▶ [Material provided]:
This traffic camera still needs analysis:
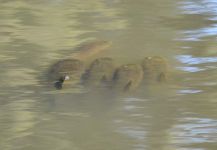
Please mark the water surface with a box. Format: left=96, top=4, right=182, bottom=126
left=0, top=0, right=217, bottom=150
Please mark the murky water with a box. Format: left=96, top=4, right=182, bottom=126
left=0, top=0, right=217, bottom=150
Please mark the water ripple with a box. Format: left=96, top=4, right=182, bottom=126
left=171, top=117, right=217, bottom=144
left=179, top=0, right=217, bottom=40
left=176, top=55, right=217, bottom=65
left=179, top=0, right=217, bottom=14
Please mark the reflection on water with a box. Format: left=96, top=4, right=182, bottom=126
left=177, top=55, right=217, bottom=65
left=172, top=117, right=217, bottom=142
left=0, top=0, right=217, bottom=150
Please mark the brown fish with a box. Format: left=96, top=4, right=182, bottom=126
left=70, top=40, right=112, bottom=61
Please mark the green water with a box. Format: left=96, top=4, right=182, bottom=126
left=0, top=0, right=217, bottom=150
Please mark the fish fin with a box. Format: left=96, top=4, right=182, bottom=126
left=124, top=81, right=132, bottom=92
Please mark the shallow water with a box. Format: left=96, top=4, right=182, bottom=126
left=0, top=0, right=217, bottom=150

▶ [Exercise details]:
When you retype the listing, keep every line exactly as it is and drop the pictures.

▶ [Answer to this problem]:
This traffic camera still needs analysis:
Please mark the water surface with a box. Format: left=96, top=4, right=182, bottom=126
left=0, top=0, right=217, bottom=150
Please mark the murky water with a box. Format: left=96, top=4, right=182, bottom=126
left=0, top=0, right=217, bottom=150
Please mark the water ripple with a box. Format: left=96, top=4, right=182, bottom=126
left=171, top=117, right=217, bottom=144
left=179, top=0, right=217, bottom=40
left=176, top=55, right=217, bottom=65
left=179, top=0, right=217, bottom=14
Please mark the reflection on water with a box. Format: left=96, top=4, right=182, bottom=126
left=177, top=55, right=217, bottom=65
left=172, top=117, right=217, bottom=142
left=0, top=0, right=217, bottom=150
Please mark the brown fish with a box. Format: left=96, top=4, right=182, bottom=126
left=70, top=40, right=112, bottom=61
Please mark the green water with a box. Format: left=96, top=4, right=182, bottom=126
left=0, top=0, right=217, bottom=150
Please mark the fish fin with a box. Format: left=96, top=4, right=182, bottom=126
left=124, top=81, right=132, bottom=92
Please mark the shallow water with a box. Format: left=96, top=4, right=182, bottom=126
left=0, top=0, right=217, bottom=150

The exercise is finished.